_WHAT TO PRODUCE_:
Copy every entry exactly.

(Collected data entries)

*****

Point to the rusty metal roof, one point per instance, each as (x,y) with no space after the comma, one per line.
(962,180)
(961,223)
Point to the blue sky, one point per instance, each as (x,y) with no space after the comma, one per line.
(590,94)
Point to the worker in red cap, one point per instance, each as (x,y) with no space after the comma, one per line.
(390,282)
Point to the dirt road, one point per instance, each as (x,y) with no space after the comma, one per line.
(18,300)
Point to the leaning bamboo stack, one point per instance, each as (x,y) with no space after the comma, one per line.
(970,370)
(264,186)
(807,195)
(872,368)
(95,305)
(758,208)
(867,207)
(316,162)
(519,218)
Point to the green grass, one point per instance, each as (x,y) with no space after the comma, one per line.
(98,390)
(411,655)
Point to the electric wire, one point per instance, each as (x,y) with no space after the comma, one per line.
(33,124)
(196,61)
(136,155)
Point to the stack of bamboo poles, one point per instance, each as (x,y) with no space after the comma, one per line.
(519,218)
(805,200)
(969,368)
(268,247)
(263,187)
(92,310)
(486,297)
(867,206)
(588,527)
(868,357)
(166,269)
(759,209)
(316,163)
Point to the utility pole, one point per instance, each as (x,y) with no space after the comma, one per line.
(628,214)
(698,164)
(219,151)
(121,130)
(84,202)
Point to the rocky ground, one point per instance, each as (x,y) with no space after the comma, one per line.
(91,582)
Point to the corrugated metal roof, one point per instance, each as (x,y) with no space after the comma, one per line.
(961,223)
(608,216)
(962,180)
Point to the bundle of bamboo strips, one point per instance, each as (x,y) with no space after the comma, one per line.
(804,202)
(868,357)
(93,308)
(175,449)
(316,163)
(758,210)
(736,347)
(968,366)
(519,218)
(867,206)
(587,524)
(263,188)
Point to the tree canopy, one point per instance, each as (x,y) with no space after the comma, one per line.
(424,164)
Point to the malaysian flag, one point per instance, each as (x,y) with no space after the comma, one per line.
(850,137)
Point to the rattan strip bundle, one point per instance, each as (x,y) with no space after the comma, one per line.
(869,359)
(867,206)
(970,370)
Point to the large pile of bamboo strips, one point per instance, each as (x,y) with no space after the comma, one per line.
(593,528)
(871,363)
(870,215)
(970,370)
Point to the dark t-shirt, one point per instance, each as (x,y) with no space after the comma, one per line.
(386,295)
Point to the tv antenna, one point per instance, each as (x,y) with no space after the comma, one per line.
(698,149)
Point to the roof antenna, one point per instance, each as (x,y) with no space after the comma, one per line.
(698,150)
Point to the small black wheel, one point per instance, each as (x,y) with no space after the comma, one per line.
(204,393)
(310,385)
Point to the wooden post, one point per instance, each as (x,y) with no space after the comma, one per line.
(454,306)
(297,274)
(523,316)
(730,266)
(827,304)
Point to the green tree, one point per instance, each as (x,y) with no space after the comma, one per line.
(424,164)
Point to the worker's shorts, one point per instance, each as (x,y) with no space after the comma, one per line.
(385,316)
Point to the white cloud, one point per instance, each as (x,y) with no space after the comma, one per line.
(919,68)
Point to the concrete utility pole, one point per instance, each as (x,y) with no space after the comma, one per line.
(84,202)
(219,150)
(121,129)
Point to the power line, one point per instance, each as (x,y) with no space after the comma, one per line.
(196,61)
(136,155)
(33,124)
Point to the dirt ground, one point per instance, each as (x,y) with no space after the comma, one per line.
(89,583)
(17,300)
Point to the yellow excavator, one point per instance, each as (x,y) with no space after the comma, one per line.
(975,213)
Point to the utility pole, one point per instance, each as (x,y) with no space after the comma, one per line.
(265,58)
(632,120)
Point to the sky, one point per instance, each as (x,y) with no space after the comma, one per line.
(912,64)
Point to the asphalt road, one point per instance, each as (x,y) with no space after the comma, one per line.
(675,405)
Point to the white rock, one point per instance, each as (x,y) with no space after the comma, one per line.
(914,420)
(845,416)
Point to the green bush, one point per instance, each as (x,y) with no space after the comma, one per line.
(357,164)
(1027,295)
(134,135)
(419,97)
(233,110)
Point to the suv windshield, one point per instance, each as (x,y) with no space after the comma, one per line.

*****

_CORRECT ANSWER_:
Point to the rusty metal roof, one point per instance, each as (x,y) with no space after the comma, one per line.
(962,180)
(961,223)
Point to the blue sky, one point per instance, each as (x,y) with no space after the comma, one per line.
(590,94)
Point to the worker in red cap, one point per instance, each as (x,y) with no space after the comma, one per line.
(390,282)
Point to the dirt road, one point per instance, each as (x,y) with no space after the comma, one per line.
(18,300)
Point to the leaning bamboo stack, one point per instance, each as (x,y) with no space after the comma, one per line.
(970,370)
(264,186)
(807,195)
(872,368)
(95,305)
(758,208)
(867,207)
(316,162)
(519,218)
Point to the green grass, one point per instance, each as (x,y) with no space after the comma, one per line.
(98,390)
(411,655)
Point to the electric wire, one point per instance, each as (x,y) with no space after the comma, one per line.
(33,124)
(196,61)
(136,155)
Point to the stack of bamboo poles, one point per instance, each as (x,y) with no space after the comma, one per line.
(519,218)
(805,200)
(969,368)
(268,247)
(263,187)
(92,310)
(486,297)
(867,206)
(588,527)
(868,357)
(166,269)
(759,209)
(316,163)
Point to the utility pole, one point per instance, each as (x,y) with no space after the comma, one per line.
(628,214)
(698,164)
(219,151)
(121,130)
(84,202)
Point to the rocky ground, one point per instance, each as (x,y) with no space after the comma, one per line.
(91,582)
Point to the corrugated metal roof, one point per instance, each as (x,y) with no space after the comma, one per line.
(961,223)
(608,216)
(962,180)
Point to the bundle of bamboo strips, one point per instance, each as (x,y) with no space after the comma, one per line.
(804,202)
(868,357)
(93,308)
(175,449)
(316,163)
(758,210)
(736,347)
(968,366)
(519,218)
(867,206)
(587,524)
(263,188)
Point to the tree canopy, one point per instance, each as (x,y) with no space after the comma, one per line.
(424,164)
Point to the malaysian flag, one point per instance, each as (x,y) with no space after the comma, one per line.
(850,137)
Point to the rattan strip bundle, one point per instance, each as (x,y) with no space after the comma, one per line.
(869,359)
(867,206)
(970,370)
Point to the large pile of bamboo strips, one point per instance, each as (x,y) with no space after the comma, one per line.
(593,528)
(871,363)
(870,215)
(970,370)
Point to the dark t-shirt, one point per instance, each as (x,y) with no space after the comma, one per line.
(386,295)
Point to the tv antenna, one point per instance, each as (x,y) with no space after the comma, one per line.
(698,149)
Point to the roof antenna, one point per instance, each as (x,y) with no space after the comma, one per line.
(698,150)
Point to the small black wheel, one point per instance, each as (x,y) with no space after the comma, one per line.
(204,393)
(310,385)
Point to the wooden post, one point per instance, each as (x,y) with no space after the comma, one per line.
(454,306)
(297,274)
(523,316)
(730,266)
(827,304)
Point to the green tree, one point per instance, each as (x,y) with no space after the comma, one per line.
(424,164)
Point to the worker's shorts, one point per instance, each as (x,y) with no space after the comma, one per line.
(385,316)
Point to the white cloud, one point per instance, each as (x,y) with no space after the comma, one per line.
(919,68)
Point to the concrete utility pole, one point per instance, each as (x,y) with no space after the comma, one per line.
(84,202)
(219,150)
(121,129)
Point to the power line, one point per instance, each as (x,y) with no space after the comma, one per line.
(196,61)
(136,155)
(33,124)
Point to the dirt ground, one point per instance, each as (x,y) with no space after the comma, one per line.
(89,583)
(17,300)
Point to the yellow excavator, one point per instance, each as (x,y) with no space after the comma, one per line.
(975,213)
Point to the utility pole, one point per instance, each as (x,y) with no space after the comma, one per line.
(265,58)
(632,120)
Point to the sky, one point per instance, each as (x,y) with no space after the comma, one per line.
(912,64)
Point to the asphalt road, one point per instance, each as (x,y) with no space after the comma, one per line.
(675,405)
Point to the white rock, one point per instance, each as (x,y) with no space after the comma, one per line.
(914,420)
(845,416)
Point to the green bush, one point per instance, each as (x,y) with no space after the comma, one per line.
(357,164)
(1027,295)
(134,135)
(419,97)
(233,110)
Point to the suv windshield, one point per instance, each as (x,y) with no space after the comma, one per line.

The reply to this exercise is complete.